+++ EXTRACTED DATA +++
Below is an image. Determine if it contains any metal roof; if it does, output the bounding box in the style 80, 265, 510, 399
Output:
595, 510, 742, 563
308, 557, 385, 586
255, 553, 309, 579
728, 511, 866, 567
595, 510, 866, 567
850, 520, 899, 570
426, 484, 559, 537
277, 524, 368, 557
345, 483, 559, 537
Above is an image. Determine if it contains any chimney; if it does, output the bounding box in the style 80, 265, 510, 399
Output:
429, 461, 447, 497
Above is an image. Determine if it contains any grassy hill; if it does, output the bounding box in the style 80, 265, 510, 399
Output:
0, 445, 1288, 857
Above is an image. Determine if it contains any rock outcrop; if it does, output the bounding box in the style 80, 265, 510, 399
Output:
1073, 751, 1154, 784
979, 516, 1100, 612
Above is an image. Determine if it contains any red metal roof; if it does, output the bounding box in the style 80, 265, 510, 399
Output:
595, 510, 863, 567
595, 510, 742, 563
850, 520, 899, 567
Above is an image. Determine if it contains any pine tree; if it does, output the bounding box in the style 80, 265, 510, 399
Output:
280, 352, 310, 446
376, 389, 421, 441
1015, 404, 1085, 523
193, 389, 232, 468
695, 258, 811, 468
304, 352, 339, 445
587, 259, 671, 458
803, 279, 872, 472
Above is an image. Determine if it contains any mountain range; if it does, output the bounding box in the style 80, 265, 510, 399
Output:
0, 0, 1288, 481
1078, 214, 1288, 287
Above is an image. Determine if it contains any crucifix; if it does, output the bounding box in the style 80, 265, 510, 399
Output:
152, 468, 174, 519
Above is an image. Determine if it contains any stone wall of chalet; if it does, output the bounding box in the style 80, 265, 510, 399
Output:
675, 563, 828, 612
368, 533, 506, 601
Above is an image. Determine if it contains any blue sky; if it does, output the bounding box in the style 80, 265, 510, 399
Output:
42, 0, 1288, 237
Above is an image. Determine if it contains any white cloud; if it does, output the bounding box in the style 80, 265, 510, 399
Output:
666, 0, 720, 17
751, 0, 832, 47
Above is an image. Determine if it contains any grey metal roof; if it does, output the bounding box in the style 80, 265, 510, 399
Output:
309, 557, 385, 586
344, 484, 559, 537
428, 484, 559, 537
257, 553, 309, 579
+++
▶ GOAL OF THE EXERCISE
Reproduce all of the records above verbatim, from the first line to the last.

▶ THE ANSWER
Below is an image. Determine if it contains any metal roof; if it does, output the bounding box in the style 80, 265, 510, 399
Output:
595, 510, 742, 563
308, 557, 385, 586
255, 553, 309, 579
728, 511, 866, 567
595, 510, 866, 567
850, 520, 899, 570
426, 484, 559, 537
277, 524, 368, 557
345, 483, 559, 537
Above is an image. Determine if it contains any chimney; if it does, output the bounding box in the style 80, 265, 510, 399
Output:
429, 461, 447, 497
Above is an image. Determine if it contains any grassy hill; if it does, output the bounding box in the style 80, 265, 510, 399
Output:
0, 445, 1288, 857
Above is an image. Determine if it contains any rock outcrop; if it does, output the bounding box in the style 80, 265, 510, 399
Output:
1073, 751, 1154, 784
979, 516, 1100, 612
Above is an image. Determine if it contains any red metal roof; if it does, output the bounding box in the style 80, 265, 510, 399
Output:
595, 510, 863, 567
595, 510, 742, 563
850, 520, 899, 567
Above is an image. Determine if it contains any pine tree; if it does, output the bounding box in the style 80, 265, 510, 399
Output:
280, 352, 310, 446
376, 389, 421, 441
1015, 404, 1085, 523
193, 389, 232, 468
695, 258, 811, 468
304, 352, 339, 445
587, 259, 671, 458
803, 279, 872, 472
Above is an image. Determine if it contains any mountain range; if it does, output the bounding box in the style 80, 265, 510, 399
Output:
0, 0, 1288, 481
1078, 214, 1288, 287
Above is an image. Determine if it contains any crucifix; if it does, output the bounding box in the style 80, 265, 510, 399
Output:
152, 468, 174, 519
Above is an image. Determine if it contains any stone wall of chalet; if it does, output the bounding box in the style 80, 265, 510, 399
Output:
675, 563, 828, 612
368, 533, 506, 601
Above is an image. Determine if it contains any blue sky; if it does, output the bounding box in the style 80, 265, 510, 399
Output:
42, 0, 1288, 237
Above is an image. Determine if it contains any white cloud; if it does, output the bounding box in the style 80, 265, 510, 399
Output:
666, 0, 720, 17
751, 0, 832, 47
Above is an image. Determine if it contains any grey metal roof; if it does, output the bounding box in the style 80, 265, 510, 399
Output:
309, 557, 385, 586
344, 484, 559, 537
428, 484, 559, 537
257, 553, 309, 579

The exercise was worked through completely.